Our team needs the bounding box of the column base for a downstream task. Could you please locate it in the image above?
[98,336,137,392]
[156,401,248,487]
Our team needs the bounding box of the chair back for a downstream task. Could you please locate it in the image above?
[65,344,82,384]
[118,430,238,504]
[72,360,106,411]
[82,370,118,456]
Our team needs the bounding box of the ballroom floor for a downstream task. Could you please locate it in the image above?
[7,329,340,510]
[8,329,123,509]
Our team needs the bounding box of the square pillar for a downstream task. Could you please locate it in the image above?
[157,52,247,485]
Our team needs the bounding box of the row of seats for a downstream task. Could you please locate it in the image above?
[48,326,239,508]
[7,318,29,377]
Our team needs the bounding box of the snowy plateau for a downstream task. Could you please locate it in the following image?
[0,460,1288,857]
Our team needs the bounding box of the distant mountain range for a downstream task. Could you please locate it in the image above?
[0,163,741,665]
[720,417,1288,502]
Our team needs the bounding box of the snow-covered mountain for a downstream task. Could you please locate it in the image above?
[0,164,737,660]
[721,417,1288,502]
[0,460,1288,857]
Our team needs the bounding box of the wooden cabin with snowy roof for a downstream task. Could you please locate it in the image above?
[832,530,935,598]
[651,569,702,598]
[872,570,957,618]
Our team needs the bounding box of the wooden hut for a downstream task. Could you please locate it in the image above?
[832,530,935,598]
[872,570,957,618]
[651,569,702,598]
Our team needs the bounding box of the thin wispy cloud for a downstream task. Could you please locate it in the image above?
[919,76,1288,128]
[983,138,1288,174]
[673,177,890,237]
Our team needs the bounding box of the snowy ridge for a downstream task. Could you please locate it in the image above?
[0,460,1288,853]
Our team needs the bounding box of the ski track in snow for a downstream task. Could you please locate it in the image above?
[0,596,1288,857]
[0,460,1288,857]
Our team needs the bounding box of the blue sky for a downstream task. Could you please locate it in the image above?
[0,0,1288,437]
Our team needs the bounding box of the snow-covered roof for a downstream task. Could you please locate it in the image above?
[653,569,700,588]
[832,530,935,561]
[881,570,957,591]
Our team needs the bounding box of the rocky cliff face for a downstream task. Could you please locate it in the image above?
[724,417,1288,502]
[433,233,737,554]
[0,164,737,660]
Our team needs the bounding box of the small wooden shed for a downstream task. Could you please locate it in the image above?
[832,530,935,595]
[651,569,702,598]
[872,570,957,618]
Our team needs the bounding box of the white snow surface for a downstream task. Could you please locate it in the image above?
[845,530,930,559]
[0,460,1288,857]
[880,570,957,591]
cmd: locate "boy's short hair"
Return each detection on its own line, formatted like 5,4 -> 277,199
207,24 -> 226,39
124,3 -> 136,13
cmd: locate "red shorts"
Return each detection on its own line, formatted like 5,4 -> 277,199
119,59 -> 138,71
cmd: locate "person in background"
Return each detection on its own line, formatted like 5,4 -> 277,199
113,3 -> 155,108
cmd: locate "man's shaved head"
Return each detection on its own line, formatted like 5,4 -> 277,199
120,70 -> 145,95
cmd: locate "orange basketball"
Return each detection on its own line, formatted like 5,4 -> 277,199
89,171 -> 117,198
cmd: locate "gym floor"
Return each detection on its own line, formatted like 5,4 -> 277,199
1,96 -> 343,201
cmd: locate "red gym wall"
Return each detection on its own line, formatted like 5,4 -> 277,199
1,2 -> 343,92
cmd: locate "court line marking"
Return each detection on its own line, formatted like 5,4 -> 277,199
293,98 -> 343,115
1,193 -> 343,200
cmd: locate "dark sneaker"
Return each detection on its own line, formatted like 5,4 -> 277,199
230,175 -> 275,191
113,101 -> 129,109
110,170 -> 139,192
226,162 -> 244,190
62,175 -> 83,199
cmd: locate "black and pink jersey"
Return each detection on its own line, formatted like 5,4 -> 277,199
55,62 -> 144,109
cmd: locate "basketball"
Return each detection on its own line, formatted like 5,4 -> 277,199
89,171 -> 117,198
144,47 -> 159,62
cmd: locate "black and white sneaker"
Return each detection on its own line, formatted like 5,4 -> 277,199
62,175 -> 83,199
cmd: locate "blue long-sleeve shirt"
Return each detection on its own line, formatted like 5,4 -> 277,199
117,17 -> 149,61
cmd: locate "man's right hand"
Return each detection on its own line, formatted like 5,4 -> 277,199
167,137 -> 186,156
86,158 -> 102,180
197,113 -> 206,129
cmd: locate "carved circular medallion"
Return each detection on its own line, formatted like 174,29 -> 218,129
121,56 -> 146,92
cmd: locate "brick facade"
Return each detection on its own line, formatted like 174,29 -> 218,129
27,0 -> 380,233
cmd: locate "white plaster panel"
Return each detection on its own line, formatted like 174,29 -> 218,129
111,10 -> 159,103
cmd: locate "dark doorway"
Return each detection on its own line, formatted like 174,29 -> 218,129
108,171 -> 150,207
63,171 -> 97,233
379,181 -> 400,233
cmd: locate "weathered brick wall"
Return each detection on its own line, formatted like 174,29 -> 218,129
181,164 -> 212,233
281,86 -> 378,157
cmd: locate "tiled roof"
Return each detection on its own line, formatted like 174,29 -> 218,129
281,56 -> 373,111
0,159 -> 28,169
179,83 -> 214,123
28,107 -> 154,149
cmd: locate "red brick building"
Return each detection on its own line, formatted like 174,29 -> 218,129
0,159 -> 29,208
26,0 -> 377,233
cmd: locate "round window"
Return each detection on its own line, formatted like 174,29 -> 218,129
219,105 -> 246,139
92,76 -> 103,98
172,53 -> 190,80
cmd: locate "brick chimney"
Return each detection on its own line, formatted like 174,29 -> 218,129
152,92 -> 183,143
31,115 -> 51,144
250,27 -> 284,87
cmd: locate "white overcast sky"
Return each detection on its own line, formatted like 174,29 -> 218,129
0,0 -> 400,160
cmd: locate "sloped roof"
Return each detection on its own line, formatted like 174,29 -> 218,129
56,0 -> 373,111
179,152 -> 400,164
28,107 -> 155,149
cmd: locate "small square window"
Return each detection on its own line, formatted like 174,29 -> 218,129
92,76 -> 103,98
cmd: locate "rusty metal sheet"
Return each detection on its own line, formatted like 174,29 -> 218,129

**Task description**
Rewrite all of the material above as a numbered list, with one line per number and no blank lines.

**Result for this exercise**
1. Our team needs the bounding box of the column base for a downstream task. Could you please locate it in the image above?
2. [98,336,137,392]
3. [156,401,248,487]
4. Our team needs the bounding box of the chair back for a downstream task. Could you please locate it in the image above?
5. [65,344,82,384]
6. [118,430,238,504]
7. [72,360,106,411]
8. [82,370,118,456]
9. Our team needs the bounding box of the ballroom floor for a downstream task. Could you please locate it in the image above?
10. [7,329,340,510]
11. [8,329,123,509]
12. Our team needs the bounding box of the square pillar for a downstream task. Could you please locate it in the image above?
13. [157,52,247,485]
14. Our team needs the bounding box of the row of seats for a downstream task. Could you please locate it in the image above?
15. [48,326,239,508]
16. [7,318,29,377]
17. Our team needs the bounding box of the snowy plateau for a downstream task. Could you please locate it in the following image?
18. [0,460,1288,857]
19. Our team needs the bounding box of the distant mountain range for a downstream task. Could you please locate it in the image above?
20. [0,163,741,665]
21. [720,417,1288,502]
22. Our team needs the bounding box of the snow-covered mountain for a downstream task. Could you please locate it in the image above?
23. [0,164,737,660]
24. [721,417,1288,502]
25. [0,460,1288,857]
26. Our team needs the bounding box of the wooden cabin with snowy roof for a downstream task. Could you please locate it in the image above?
27. [832,530,935,598]
28. [651,569,702,598]
29. [872,570,957,618]
30. Our team needs the bounding box of the wooden hut for a downstream task. Could you please locate it in the image above?
31. [832,530,935,598]
32. [872,570,957,618]
33. [651,569,702,598]
34. Our team needs the bounding box of the thin wispy cloud for a downstream task. Could you please locate it in the image above?
35. [919,76,1288,128]
36. [983,138,1288,174]
37. [673,177,890,237]
38. Our team needs the bounding box of the snowy ridge for a downstream task. Could you please locate it in the image above?
39. [0,460,1288,853]
40. Our team needs the bounding box of the ski track in snow for a downstream task. Could you please locate it in the image above?
41. [0,596,1288,857]
42. [0,460,1288,857]
43. Our team needs the bounding box of the blue sky for a downstream task. Could you please locate it in the image above?
44. [0,0,1288,437]
45. Our team needs the bounding box of the snow-covered roof for a downstream task. Could you please locate it in the image above?
46. [653,569,700,588]
47. [832,530,935,561]
48. [881,570,957,591]
49. Our team needs the bounding box of the rocky cliff face for a downstream task. Could you please locate it in the image above?
50. [724,417,1288,502]
51. [433,233,737,554]
52. [0,164,737,660]
53. Our team needs the bounding box of the small wooden shed for a downstream task. Could you please locate it in the image above?
54. [832,530,935,595]
55. [651,569,702,598]
56. [872,570,957,618]
57. Our team needs the bounding box of the white snow surface for a downstream task. Could you please locate it in the image above?
58. [845,530,930,559]
59. [0,460,1288,857]
60. [880,570,957,591]
61. cmd: locate "boy's short hair"
62. Return each detection on its own line, formatted like 5,4 -> 277,199
63. 207,24 -> 226,39
64. 124,3 -> 136,13
65. cmd: locate "red shorts"
66. Return each detection on its own line, formatted like 5,4 -> 277,199
67. 119,59 -> 138,71
68. cmd: locate "person in background"
69. Return each detection on its own line, formatted like 5,4 -> 277,199
70. 113,3 -> 155,108
71. cmd: locate "man's shaved head"
72. Return each detection on its own line, formatted like 5,4 -> 277,199
73. 120,70 -> 145,95
74. cmd: locate "orange basketball"
75. Return each detection on its own line, formatted like 5,4 -> 277,199
76. 89,171 -> 117,198
77. cmd: locate "gym floor"
78. Return each detection on its own line, formatted like 5,4 -> 277,199
79. 1,96 -> 343,201
80. cmd: locate "red gym wall"
81. Return each detection on its own line, formatted like 5,4 -> 277,199
82. 1,2 -> 343,92
83. cmd: locate "court line marking"
84. Return each detection on its own line, formatted like 5,4 -> 277,199
85. 293,98 -> 343,115
86. 1,193 -> 343,200
87. cmd: locate "dark sneaker"
88. Return each detection on its own line, formatted like 5,4 -> 277,199
89. 230,175 -> 275,191
90. 113,101 -> 129,109
91. 110,170 -> 139,192
92. 226,162 -> 244,190
93. 62,175 -> 83,199
94. cmd: locate "black and pink jersey"
95. Return each detection on its own line, formatted like 5,4 -> 277,199
96. 55,62 -> 144,109
97. cmd: locate "basketball"
98. Return each detection on its own line, formatted like 5,4 -> 277,199
99. 89,171 -> 117,198
100. 144,47 -> 159,62
101. cmd: locate "black and white sneaker"
102. Return each detection on its own line, formatted like 5,4 -> 277,199
103. 62,175 -> 83,199
104. cmd: locate "blue long-sleeve shirt"
105. Return each detection on its own line, formatted like 5,4 -> 277,199
106. 117,17 -> 149,61
107. cmd: locate "man's right hand"
108. Return each detection on its own line, formatted like 5,4 -> 277,199
109. 167,137 -> 186,156
110. 86,158 -> 102,180
111. 197,113 -> 206,129
112. cmd: locate "carved circular medallion"
113. Return each detection on its own line, formatted like 174,29 -> 218,129
114. 121,56 -> 146,92
115. cmd: locate "brick facade"
116. Return each detection on its own line, formatted like 174,29 -> 218,129
117. 27,0 -> 380,233
118. cmd: locate "white plaster panel"
119. Return each detection on its own line, formatted like 174,29 -> 218,129
120. 111,10 -> 159,103
121. cmd: locate "dark doorway"
122. Return each detection on its own line, formatted like 174,29 -> 218,129
123. 108,171 -> 150,207
124. 63,171 -> 97,233
125. 379,181 -> 400,233
126. cmd: locate "weathered brick wall"
127. Return each detection on its own line, formatted like 174,29 -> 218,129
128. 181,164 -> 212,233
129. 281,86 -> 378,157
130. cmd: locate "tiled roof"
131. Return each detection on its own line, formatted like 174,29 -> 218,129
132. 281,56 -> 373,111
133. 0,159 -> 28,169
134. 179,83 -> 214,123
135. 28,107 -> 154,149
136. cmd: locate "red brick building"
137. Return each detection on its own line, formatted like 174,29 -> 218,129
138. 0,159 -> 29,208
139. 26,0 -> 377,233
140. cmd: locate "round window"
141. Return each detection on its own line, formatted like 174,29 -> 218,129
142. 219,105 -> 246,139
143. 92,76 -> 103,98
144. 172,53 -> 190,80
145. cmd: locate "brick chimney"
146. Return each detection on its own line, formatted like 174,29 -> 218,129
147. 152,92 -> 183,143
148. 31,115 -> 51,144
149. 250,27 -> 284,87
150. cmd: locate "white overcast sky"
151. Return each detection on its own line, formatted like 174,29 -> 218,129
152. 0,0 -> 400,160
153. cmd: locate "sloped roof"
154. Return each detection on its own line, formatted like 174,29 -> 218,129
155. 56,0 -> 373,111
156. 179,152 -> 400,164
157. 28,107 -> 155,149
158. cmd: locate "small square window"
159. Return each detection on its own line, formatted like 174,29 -> 218,129
160. 92,76 -> 103,98
161. cmd: locate "rusty metal sheet"
162. Return each detection on its own line, formatted like 174,29 -> 218,129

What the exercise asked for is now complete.